Dataset records:

# # # #

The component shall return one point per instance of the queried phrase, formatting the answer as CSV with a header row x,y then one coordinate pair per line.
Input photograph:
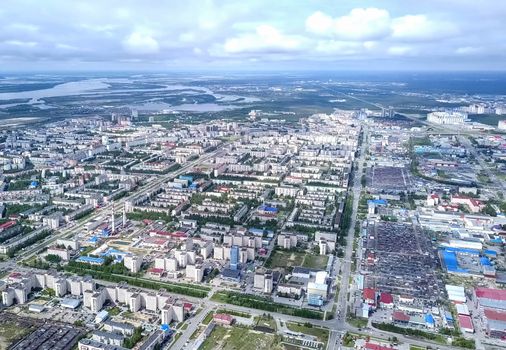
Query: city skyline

# # # #

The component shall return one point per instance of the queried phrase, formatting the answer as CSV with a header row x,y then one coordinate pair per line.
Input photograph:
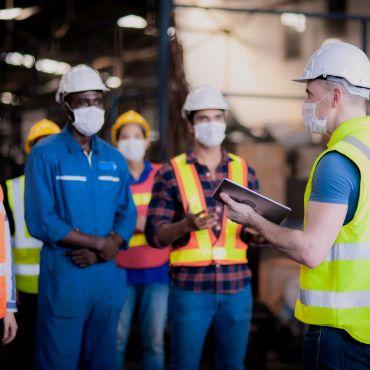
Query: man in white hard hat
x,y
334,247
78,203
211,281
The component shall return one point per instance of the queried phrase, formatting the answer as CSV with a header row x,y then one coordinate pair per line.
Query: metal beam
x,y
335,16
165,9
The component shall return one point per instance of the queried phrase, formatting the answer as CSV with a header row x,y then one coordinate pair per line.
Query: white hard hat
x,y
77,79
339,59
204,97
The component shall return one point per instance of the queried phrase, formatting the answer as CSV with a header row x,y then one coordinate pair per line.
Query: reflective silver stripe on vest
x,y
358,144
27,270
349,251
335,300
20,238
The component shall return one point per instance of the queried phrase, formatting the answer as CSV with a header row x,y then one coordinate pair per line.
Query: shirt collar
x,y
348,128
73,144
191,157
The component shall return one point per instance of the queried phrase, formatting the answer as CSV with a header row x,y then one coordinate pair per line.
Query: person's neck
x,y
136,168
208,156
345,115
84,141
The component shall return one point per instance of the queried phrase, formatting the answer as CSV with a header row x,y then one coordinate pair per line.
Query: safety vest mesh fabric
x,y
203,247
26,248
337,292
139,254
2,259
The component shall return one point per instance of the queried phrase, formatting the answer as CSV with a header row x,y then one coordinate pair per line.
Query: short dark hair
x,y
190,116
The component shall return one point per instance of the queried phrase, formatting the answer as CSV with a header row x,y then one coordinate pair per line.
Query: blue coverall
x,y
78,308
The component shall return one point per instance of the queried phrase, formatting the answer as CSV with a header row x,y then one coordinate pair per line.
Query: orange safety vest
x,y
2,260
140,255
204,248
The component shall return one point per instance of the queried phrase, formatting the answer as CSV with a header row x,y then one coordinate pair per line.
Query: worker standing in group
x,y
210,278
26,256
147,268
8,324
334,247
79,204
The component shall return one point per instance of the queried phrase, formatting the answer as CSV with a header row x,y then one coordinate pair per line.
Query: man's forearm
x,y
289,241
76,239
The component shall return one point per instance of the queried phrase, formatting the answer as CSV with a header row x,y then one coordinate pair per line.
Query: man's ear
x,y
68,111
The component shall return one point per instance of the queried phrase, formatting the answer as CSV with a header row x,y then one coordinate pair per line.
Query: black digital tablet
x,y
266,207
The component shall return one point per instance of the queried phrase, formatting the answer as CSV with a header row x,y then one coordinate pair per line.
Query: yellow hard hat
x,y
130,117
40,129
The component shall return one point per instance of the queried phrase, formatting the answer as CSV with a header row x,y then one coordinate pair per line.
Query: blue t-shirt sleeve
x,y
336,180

# # # #

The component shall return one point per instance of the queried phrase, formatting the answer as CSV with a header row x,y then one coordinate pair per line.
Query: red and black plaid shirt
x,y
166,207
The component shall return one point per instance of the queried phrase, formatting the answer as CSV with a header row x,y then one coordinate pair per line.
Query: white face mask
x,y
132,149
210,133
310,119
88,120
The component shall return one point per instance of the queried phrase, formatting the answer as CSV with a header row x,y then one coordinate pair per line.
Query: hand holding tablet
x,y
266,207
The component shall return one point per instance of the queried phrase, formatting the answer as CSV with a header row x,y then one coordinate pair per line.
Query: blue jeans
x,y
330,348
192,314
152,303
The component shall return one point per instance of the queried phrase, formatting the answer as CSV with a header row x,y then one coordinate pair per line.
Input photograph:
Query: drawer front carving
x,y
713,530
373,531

# # # #

Count how many lines above contain the word "safety", and reply with only that number.

Written reply:
2